▶ [TEXT FOR ANALYSIS]
It’s not clear that smaller sites would have fewer lawsuits if the civil suits were to proceed, as they would be flooded with new users, and with new lawsuits, as soon as the large sites became hostile to them. There are already web3 social media sites that require login with a crypto wallet instead of a traditional user account. It wouldn’t be too difficult to create a site that would be immune to such lawsuits even on a small scale, so I’m not sure why you think that adding more lawyer paydays and violations of the right to freedom of speech and freedom to assemble are the answer. If the site doesn’t want to censor first amendment protected speech on their platform, but the government demands it, that’s a first amendment violation.


It’s because all those orgs are co-opted by tptb. Thoughtcrime is already here, it was welcomed eagerly.


it's almost comical how politicians always use the same tactic for destroying online privacy too - "think of the children!"


Edit: See thread below, the EARN IT act does not in any way reclassify the designation of social media companies under section 230 or solve the issues mentioned in this post with 230. The change to 230 just provides exceptions for CSAM. However, keep reading if you want background on 230 and why many people are trying to change it.

I want to provide some background on section 230 which the EARN IT act proposes to amend. I was against regulating social media companies, then I researched and wrote a paper on misinformation and changed my opinion on whether or not any policy action should be taken. I'm not saying the EARN IT act is correct (Edit: It's not), but here are some excerpts with sources on why I believe Section 230 should be amended in some way. I hope it makes more clear the reasons people want to change section 230.

Social media companies currently enjoy protections from Section 230 of the Communications Decency Act of 1996. For reference, Myspace was launched in 2003. Section 230 allows social media companies to be classified as interactive computer services and not information content providers (Gallo, 2021). Due to this designation, social media companies are not responsible for the content they distribute. Even media companies in America are still held responsible for libel or false information designed to incite immediate violence or public harm (FCC, 2021) which social media companies are not. The media is still provided many freedoms guaranteed by our constitution while being held responsible for gross negligence.

Social media companies do not adequately moderate the content they promote to their users, allowing members of society to be presented misinformation by domestic and foreign actors resulting in polarization, the propagation of false facts, and the loss of faith in our democratic electoral process. Social media algorithms, motivated by financial gains, promote divisive content and have little incentive to prevent the distribution of false information. This false, divisive information comes from internal actors, such as those who want to discredit climate change and COVID facts. It also comes from external actors, such as Russia, who want to destabilize our democratic systems and influence our policy choices in their best interest.

For example, YouTube shared videos containing COVID-19 misinformation 20 million times, generating 71 million reactions in eight months (Gallo, 2021). Russia's Internet Research Agency (IRA) is a private organization funded by a close confidant of Putin (Bowen, 2021). Eighty thousand posts were made on Facebook by IRA-controlled accounts in two years, reaching 126 million users. The IRA even organized political rallies in the United States through these accounts (Mueller, 2019). Intelligence services have determined that Russia uses its cyber teams to "undermine public faith in the U.S. democratic process," as Russia's influence operations demonstrated in the 2016 election against Hillary Clinton (Sayler, 2021).

▶ [HOW TO COMPLETE THIS TASK] Continue the discussion of Section 230 and social media moderation, starting after its last sentence. The material that follows comes from a separate source.

▶ [Data records]
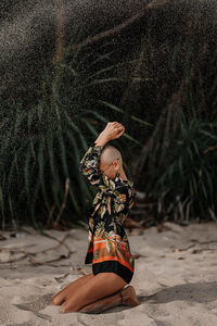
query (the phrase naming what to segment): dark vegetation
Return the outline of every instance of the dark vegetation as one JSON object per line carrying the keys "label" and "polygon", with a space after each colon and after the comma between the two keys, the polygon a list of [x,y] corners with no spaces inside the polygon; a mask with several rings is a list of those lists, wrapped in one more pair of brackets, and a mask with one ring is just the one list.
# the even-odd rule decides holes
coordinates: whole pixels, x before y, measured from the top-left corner
{"label": "dark vegetation", "polygon": [[112,142],[145,192],[135,218],[216,221],[215,13],[214,1],[168,1],[108,36],[94,27],[92,42],[71,38],[62,15],[55,35],[44,32],[21,65],[14,58],[15,71],[1,65],[2,229],[87,221],[95,189],[78,165],[108,121],[125,125]]}

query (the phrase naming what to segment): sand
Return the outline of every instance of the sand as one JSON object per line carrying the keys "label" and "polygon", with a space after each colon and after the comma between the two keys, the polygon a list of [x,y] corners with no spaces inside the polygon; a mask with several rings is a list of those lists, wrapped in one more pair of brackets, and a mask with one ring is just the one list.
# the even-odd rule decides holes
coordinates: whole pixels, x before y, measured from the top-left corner
{"label": "sand", "polygon": [[30,227],[15,237],[1,231],[0,325],[216,326],[217,224],[167,222],[165,227],[141,235],[127,230],[137,255],[131,285],[141,304],[101,314],[62,314],[51,301],[67,284],[91,272],[91,265],[84,264],[87,229],[46,230],[54,238]]}

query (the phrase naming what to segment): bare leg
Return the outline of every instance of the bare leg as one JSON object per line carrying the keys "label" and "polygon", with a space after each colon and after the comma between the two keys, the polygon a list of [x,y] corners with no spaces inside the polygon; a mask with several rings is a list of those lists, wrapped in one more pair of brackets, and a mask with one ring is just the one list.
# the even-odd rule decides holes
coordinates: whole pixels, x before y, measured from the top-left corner
{"label": "bare leg", "polygon": [[55,305],[61,305],[63,301],[65,301],[71,293],[77,291],[82,285],[85,285],[88,280],[90,280],[93,277],[94,275],[90,273],[88,275],[81,276],[78,279],[72,281],[52,298],[52,303]]}
{"label": "bare leg", "polygon": [[79,291],[74,291],[62,304],[60,312],[78,311],[99,299],[114,294],[126,285],[127,283],[115,273],[99,273],[82,285]]}
{"label": "bare leg", "polygon": [[129,306],[137,306],[140,304],[132,286],[127,286],[112,296],[102,298],[93,303],[90,303],[81,308],[79,312],[101,313],[112,306],[116,306],[119,304],[129,305]]}

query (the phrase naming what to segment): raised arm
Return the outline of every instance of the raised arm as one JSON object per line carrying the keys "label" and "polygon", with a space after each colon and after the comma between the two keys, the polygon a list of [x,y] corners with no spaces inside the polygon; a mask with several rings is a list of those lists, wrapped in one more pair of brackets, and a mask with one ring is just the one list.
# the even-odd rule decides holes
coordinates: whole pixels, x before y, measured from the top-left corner
{"label": "raised arm", "polygon": [[104,191],[114,190],[115,183],[100,171],[100,155],[107,141],[120,137],[124,133],[125,128],[119,125],[118,123],[107,123],[105,129],[91,143],[79,165],[79,171],[87,177],[89,183]]}

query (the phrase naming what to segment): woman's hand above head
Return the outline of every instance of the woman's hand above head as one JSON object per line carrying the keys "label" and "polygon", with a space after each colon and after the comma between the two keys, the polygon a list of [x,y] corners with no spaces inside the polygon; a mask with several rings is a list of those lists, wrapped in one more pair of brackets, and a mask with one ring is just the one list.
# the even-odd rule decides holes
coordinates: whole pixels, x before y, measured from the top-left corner
{"label": "woman's hand above head", "polygon": [[104,130],[99,135],[95,145],[104,146],[112,139],[119,138],[125,131],[125,127],[118,122],[108,122]]}

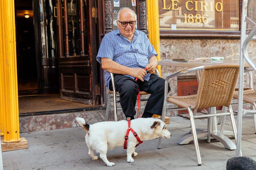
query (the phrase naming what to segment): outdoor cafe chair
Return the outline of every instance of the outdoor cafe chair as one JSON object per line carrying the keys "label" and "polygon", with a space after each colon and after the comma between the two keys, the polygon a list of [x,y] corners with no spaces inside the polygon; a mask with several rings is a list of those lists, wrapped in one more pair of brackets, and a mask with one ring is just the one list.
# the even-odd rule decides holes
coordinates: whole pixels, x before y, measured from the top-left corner
{"label": "outdoor cafe chair", "polygon": [[[238,100],[238,93],[235,93],[233,95],[233,98]],[[256,90],[244,92],[243,94],[243,101],[252,105],[252,109],[256,110]],[[256,134],[256,115],[253,114],[253,122],[254,124],[254,131]]]}
{"label": "outdoor cafe chair", "polygon": [[[197,94],[184,96],[167,96],[167,85],[170,78],[183,74],[200,70],[201,70],[201,74]],[[164,121],[166,112],[168,110],[168,109],[166,108],[167,101],[185,108],[188,110],[192,132],[192,140],[194,140],[198,165],[199,166],[201,165],[202,163],[195,125],[195,118],[208,118],[208,131],[207,133],[207,142],[209,143],[210,142],[211,137],[219,139],[219,141],[224,136],[227,137],[219,133],[215,133],[214,134],[211,133],[212,117],[230,116],[235,141],[236,142],[237,130],[230,104],[239,72],[239,64],[225,63],[214,63],[183,70],[169,75],[165,79],[162,120]],[[214,110],[212,109],[213,108],[223,106],[228,107],[229,112],[218,114],[212,113],[213,112],[212,111]],[[209,108],[208,110],[210,111],[209,114],[205,115],[193,115],[192,109],[203,108]],[[200,132],[198,133],[200,133]],[[203,136],[200,136],[199,135],[199,137],[201,137]],[[183,141],[185,140],[185,139],[184,137],[183,137],[180,139],[178,141],[178,143],[182,144],[182,141]],[[161,138],[159,138],[158,141],[159,148],[161,148]],[[233,142],[232,143],[234,144]]]}
{"label": "outdoor cafe chair", "polygon": [[[253,110],[255,110],[256,108],[255,106],[254,106],[254,102],[256,101],[256,94],[253,95],[253,94],[256,94],[255,91],[253,90],[253,89],[252,88],[253,86],[253,82],[252,82],[252,74],[251,73],[251,71],[252,70],[252,68],[246,69],[244,70],[244,72],[248,73],[249,74],[249,88],[244,88],[243,89],[243,97],[245,98],[245,100],[243,100],[243,105],[252,105],[252,109]],[[236,88],[235,89],[235,91],[234,92],[234,95],[233,96],[233,100],[232,100],[232,103],[231,104],[231,106],[237,105],[238,104],[237,103],[235,103],[235,102],[237,101],[238,100],[238,88]],[[249,99],[248,100],[248,99]],[[249,101],[250,102],[247,102],[246,101]],[[223,108],[223,109],[226,109],[226,110],[222,110],[222,112],[223,112],[223,111],[226,111],[227,108]],[[220,119],[219,120],[219,122],[218,123],[219,124],[220,124],[222,122],[222,123],[221,124],[221,129],[220,132],[222,134],[231,134],[233,135],[232,133],[229,133],[227,132],[225,133],[224,132],[223,133],[223,128],[224,128],[224,125],[225,125],[225,116],[220,116]],[[255,114],[253,115],[253,121],[254,124],[254,131],[255,133],[256,134],[256,115]]]}
{"label": "outdoor cafe chair", "polygon": [[[120,94],[118,92],[116,91],[115,86],[114,83],[114,75],[112,73],[110,73],[110,76],[111,76],[111,82],[112,83],[112,85],[113,87],[113,90],[109,90],[108,91],[108,101],[107,103],[107,107],[106,109],[106,114],[105,115],[105,121],[107,121],[108,120],[108,113],[109,110],[109,107],[110,106],[110,99],[111,98],[114,99],[114,118],[115,121],[117,121],[117,103],[119,103],[120,101],[119,100],[117,100],[117,95],[119,95]],[[156,69],[156,73],[158,76],[159,76],[159,72],[157,69]],[[140,91],[140,104],[139,106],[138,107],[138,110],[141,110],[141,102],[143,101],[147,101],[148,99],[141,99],[141,96],[143,95],[146,95],[148,94],[150,94],[150,93],[147,93],[145,91]],[[137,114],[136,118],[138,118],[139,117],[139,114],[140,113],[138,113]]]}

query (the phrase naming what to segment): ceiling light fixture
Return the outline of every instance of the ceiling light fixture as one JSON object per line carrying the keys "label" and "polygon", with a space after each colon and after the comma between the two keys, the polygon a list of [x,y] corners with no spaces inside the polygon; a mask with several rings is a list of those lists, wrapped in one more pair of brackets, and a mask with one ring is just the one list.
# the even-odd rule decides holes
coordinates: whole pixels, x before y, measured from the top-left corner
{"label": "ceiling light fixture", "polygon": [[29,14],[24,14],[25,16],[25,18],[29,18]]}

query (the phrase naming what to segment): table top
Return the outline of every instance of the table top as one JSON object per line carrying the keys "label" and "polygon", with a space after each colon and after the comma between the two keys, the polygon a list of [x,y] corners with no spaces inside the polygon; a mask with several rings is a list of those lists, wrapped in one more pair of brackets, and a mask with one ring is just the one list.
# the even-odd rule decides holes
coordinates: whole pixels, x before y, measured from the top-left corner
{"label": "table top", "polygon": [[[190,60],[187,62],[173,61],[171,60],[163,60],[158,61],[158,64],[159,65],[166,65],[168,66],[174,66],[176,67],[182,67],[192,68],[198,66],[201,66],[205,65],[215,63],[237,63],[239,64],[239,60],[224,60],[221,61],[211,61],[208,60],[203,60],[202,61]],[[250,67],[250,65],[247,62],[244,63],[245,67]]]}

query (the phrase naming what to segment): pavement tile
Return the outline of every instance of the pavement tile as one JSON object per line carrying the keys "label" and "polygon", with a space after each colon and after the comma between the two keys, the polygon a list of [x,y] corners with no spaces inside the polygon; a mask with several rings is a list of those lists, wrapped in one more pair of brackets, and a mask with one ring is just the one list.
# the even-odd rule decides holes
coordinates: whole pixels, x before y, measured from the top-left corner
{"label": "pavement tile", "polygon": [[[237,122],[237,116],[235,116]],[[242,150],[243,156],[256,160],[256,134],[252,115],[243,116]],[[144,141],[136,149],[138,153],[134,162],[127,162],[126,150],[123,148],[109,150],[107,158],[116,165],[106,166],[99,157],[93,160],[88,154],[85,137],[86,132],[81,127],[20,133],[28,140],[28,148],[2,153],[4,169],[12,170],[208,170],[226,169],[227,160],[236,156],[236,151],[225,148],[212,138],[198,139],[202,162],[197,162],[193,141],[180,145],[177,142],[189,134],[189,120],[180,117],[170,118],[167,128],[172,133],[169,139],[162,139],[161,149],[158,149],[158,139]],[[217,119],[218,121],[218,118]],[[196,120],[197,128],[207,127],[207,120]],[[221,125],[217,125],[218,129]],[[230,119],[227,117],[225,129],[232,130]],[[234,142],[234,138],[227,136]]]}

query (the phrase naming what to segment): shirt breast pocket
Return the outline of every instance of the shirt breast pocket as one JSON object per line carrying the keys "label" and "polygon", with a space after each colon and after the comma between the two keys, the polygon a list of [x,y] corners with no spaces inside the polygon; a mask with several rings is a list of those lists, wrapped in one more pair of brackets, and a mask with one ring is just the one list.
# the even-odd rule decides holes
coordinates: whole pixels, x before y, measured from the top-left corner
{"label": "shirt breast pocket", "polygon": [[147,55],[148,50],[145,43],[137,43],[137,46],[138,48],[138,53],[143,55]]}

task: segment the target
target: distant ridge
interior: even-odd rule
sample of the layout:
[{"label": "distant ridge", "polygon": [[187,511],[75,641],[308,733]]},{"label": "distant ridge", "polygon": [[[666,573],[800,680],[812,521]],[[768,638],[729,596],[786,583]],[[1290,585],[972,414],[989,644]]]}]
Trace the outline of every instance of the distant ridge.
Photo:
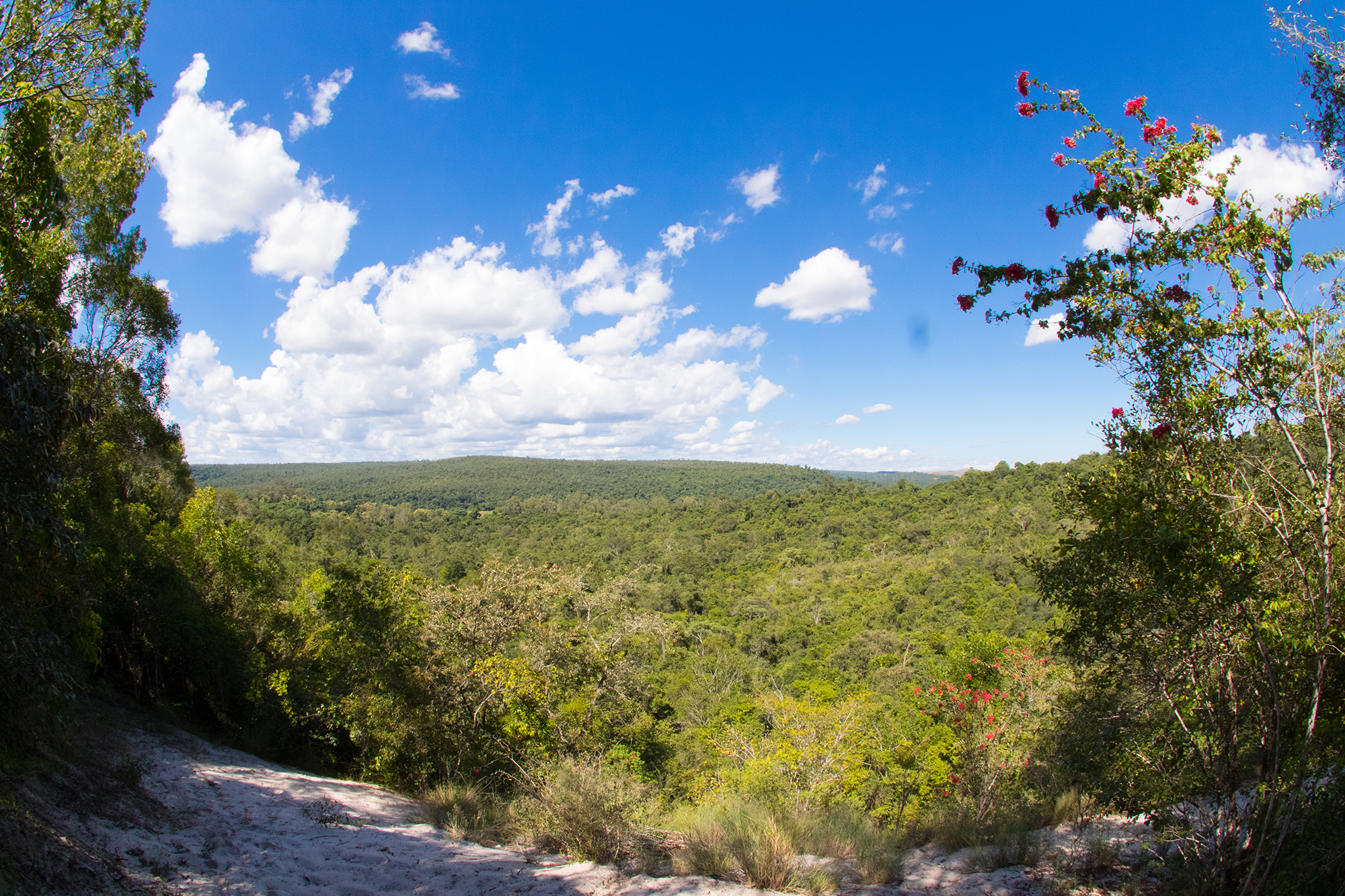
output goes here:
[{"label": "distant ridge", "polygon": [[924,488],[925,486],[932,486],[936,482],[952,482],[954,479],[962,479],[962,474],[967,471],[936,470],[935,472],[911,472],[901,470],[878,470],[876,472],[855,472],[853,470],[829,470],[827,472],[837,479],[858,479],[861,482],[878,483],[880,486],[896,486],[904,479],[917,488]]},{"label": "distant ridge", "polygon": [[732,460],[553,460],[543,457],[471,456],[444,460],[393,460],[300,464],[200,464],[198,486],[242,495],[303,495],[343,505],[364,502],[416,507],[491,510],[510,498],[582,492],[594,498],[691,496],[746,498],[776,488],[803,491],[827,474],[876,486],[905,479],[913,486],[956,479],[955,474],[826,471],[788,464]]}]

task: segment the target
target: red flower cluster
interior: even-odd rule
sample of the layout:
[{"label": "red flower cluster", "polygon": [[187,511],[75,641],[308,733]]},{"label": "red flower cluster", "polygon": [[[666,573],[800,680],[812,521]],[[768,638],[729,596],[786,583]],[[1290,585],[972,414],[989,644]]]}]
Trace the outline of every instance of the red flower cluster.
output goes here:
[{"label": "red flower cluster", "polygon": [[1167,125],[1167,118],[1154,118],[1154,124],[1145,125],[1145,143],[1153,143],[1158,137],[1177,133],[1177,128]]},{"label": "red flower cluster", "polygon": [[1163,289],[1163,300],[1181,305],[1190,301],[1190,293],[1182,289],[1181,284],[1173,284]]}]

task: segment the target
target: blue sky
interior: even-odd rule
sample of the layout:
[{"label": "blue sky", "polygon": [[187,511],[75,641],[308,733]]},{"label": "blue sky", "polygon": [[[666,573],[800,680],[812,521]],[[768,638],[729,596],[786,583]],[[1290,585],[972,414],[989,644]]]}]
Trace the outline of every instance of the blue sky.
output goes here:
[{"label": "blue sky", "polygon": [[1255,3],[178,1],[143,58],[196,463],[1065,460],[1123,383],[948,273],[1083,249],[1017,71],[1310,167]]}]

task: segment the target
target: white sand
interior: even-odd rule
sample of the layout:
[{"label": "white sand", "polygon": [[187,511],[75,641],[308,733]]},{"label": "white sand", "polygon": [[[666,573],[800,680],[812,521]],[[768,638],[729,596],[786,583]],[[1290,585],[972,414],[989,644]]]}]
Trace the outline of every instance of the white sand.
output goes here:
[{"label": "white sand", "polygon": [[[175,732],[128,735],[132,753],[152,768],[145,794],[167,810],[160,821],[128,825],[70,807],[70,830],[122,862],[148,892],[257,893],[491,893],[530,896],[748,896],[740,884],[705,877],[625,876],[593,862],[564,864],[507,849],[445,839],[417,822],[417,805],[381,787],[293,771]],[[317,800],[352,823],[323,826],[304,815]],[[1127,837],[1130,831],[1111,831]],[[1059,837],[1059,835],[1057,835]],[[1054,839],[1054,838],[1053,838]],[[966,873],[970,850],[915,850],[904,881],[847,885],[849,893],[937,892],[1017,896],[1040,888],[1022,868]]]}]

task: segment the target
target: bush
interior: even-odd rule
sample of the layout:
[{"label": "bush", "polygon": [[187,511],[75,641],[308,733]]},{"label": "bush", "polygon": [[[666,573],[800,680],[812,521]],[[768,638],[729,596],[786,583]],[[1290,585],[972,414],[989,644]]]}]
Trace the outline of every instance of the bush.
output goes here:
[{"label": "bush", "polygon": [[495,844],[512,834],[508,806],[473,783],[440,784],[421,796],[421,817],[453,839]]},{"label": "bush", "polygon": [[534,845],[604,864],[639,854],[638,823],[650,813],[650,784],[594,756],[558,759],[530,778],[531,792],[515,811]]}]

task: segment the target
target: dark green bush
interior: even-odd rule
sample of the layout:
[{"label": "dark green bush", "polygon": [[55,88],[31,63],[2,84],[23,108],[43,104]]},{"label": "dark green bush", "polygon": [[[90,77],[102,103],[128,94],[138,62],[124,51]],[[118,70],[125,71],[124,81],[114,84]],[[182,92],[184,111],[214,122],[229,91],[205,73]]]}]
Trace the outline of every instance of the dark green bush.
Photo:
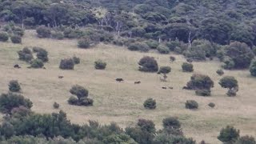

▶ [EXPECTED ANSWER]
I'm not saying that social media companies should be held to the same standard as content creators or the media, or that the EARN IT act is right. I haven't looked at the implications of that. However, the current law is outdated and something needs to change the incentives of social media companies to prevent these externalities (influencing elections, misinformation, etc) from effecting our population.

FCC. (2021, January 8). Broadcasting False Information. Federal Communications Commission. https://www.fcc.gov/consumers/guides/broadcasting-false-info...

Gallo, J. A. G., & Cho, C. Y. C. (2021, January). Social Media: Misinformation and Content Moderation Issues for Congress (No. R46662). Congressional Research Service. https://crsreports.congress.gov/product/pdf/R/R46662

Mueller, R. S. M. (2019, March). Report On The Investigation Into Russian Interference In The 2016 Presidential Election, Volume I of II. U.S. Department of Justice. https://www.justice.gov/archives/sco/file/1373816/download

Sayler, K. M. S., & Harris, L. A. H. (2021, June). Deep Fakes and National Security (No. IF11333). Congressional Research Service. https://crsreports.congress.gov/product/pdf/IF/IF11333


Are you looking for the government to censor all "divisive" information or just "divisive information that is false"?


EARN IT is tightly focused on the perceived issue of CSAM material, exploitive "grooming" of minors via the Internet, and the like. It would do zilch to incent large social media companies against using algorithms that implicitly promote outrage-inducing content, much of it naturally being fake news and misinformation. It would also make it harder for smaller, more independent actors to counter these dynamics - because increased, more complex regulation and heavier liability always hinders smaller actors to the benefit of larger ones. You're conflating two issues which have very little to do with one another.


You are right. I just read the bill. I believe 230 needs to be amended and that the damage it provides is real. But, the EARN IT act does not fix that. I do think it's important for people to understand why 230 is bad. But again, this act does not remove the designation as an "interactive computer service." It just provides exemptions for CSAM. I added an edit up top.

When I read in the article:

> the EARN IT Act would, if passed, pare back online service providers’ broad immunity under a federal law called Section 230, exposing them to civil lawsuits and state-level criminal charges for the child sexual abuse material (CSAM) posted by their users.

I assumed it was reclassifying social media companies, which would have broad implications, under the stated purpose of CSAM. I wanted to provide background on why 230 should be changed, not on the content of EARN IT. But I agree it conflates two separate things.

Here is the bill for anyone else that wants to read it.

https://www.congress.gov/bill/117th-congress/house-bill/6544...


> For example, YouTube shared videos containing COVID-19 misinformation 20 million times, generating 71 million reactions in eight months (Gallo, 2021).

How would reworking Section 230 fix this? Most of that information isn't punishable by the federal government, it falls under first amendment protections.

A lot of the most dangerous speech online is protected speech, the exclusions here like libel or incitement to violence are very narrow. For better or worse, the government can't punish people over saying that vaccines are dangerous. The only entities that can legally crack down on that information are the private entities that control their own platforms.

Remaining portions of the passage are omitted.